▸ **DIRECTIONS**: Change "red leash" to "blue leash" in the stretch of data from the line containing "output [[384, 74]]." through the line containing "[[419, 27]]", and return only those lines with everything else unchanged.

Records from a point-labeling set
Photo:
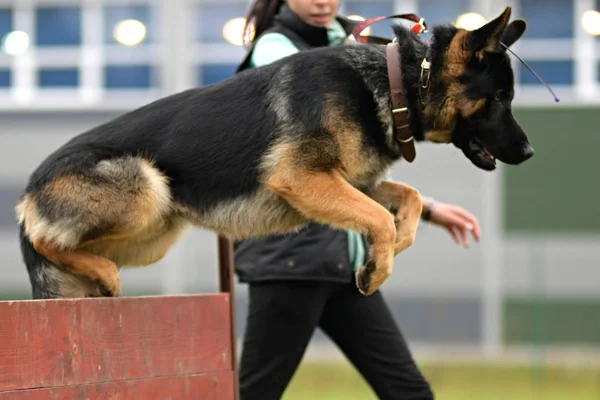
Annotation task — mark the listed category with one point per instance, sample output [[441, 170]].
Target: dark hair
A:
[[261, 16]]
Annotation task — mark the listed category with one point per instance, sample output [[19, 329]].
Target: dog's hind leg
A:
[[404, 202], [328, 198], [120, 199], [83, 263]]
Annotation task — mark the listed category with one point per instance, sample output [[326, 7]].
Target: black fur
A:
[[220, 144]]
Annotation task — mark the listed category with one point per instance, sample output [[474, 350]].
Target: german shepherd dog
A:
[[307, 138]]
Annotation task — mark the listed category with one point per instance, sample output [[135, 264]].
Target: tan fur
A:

==

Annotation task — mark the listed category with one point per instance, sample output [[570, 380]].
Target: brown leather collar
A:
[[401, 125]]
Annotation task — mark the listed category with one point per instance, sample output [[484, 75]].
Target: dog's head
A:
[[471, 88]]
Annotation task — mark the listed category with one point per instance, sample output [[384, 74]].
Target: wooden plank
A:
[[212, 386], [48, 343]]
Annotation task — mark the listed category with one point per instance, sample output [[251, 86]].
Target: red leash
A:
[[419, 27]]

▸ **EXPECTED OUTPUT**:
Annotation task — mark the listed category with one point per instance, sample output [[384, 74]].
Target: wooden plank
A:
[[212, 386], [48, 343]]
Annotation task — mark the listed category with one point per instance, sample output [[251, 86]].
Target: blue leash
A:
[[419, 27]]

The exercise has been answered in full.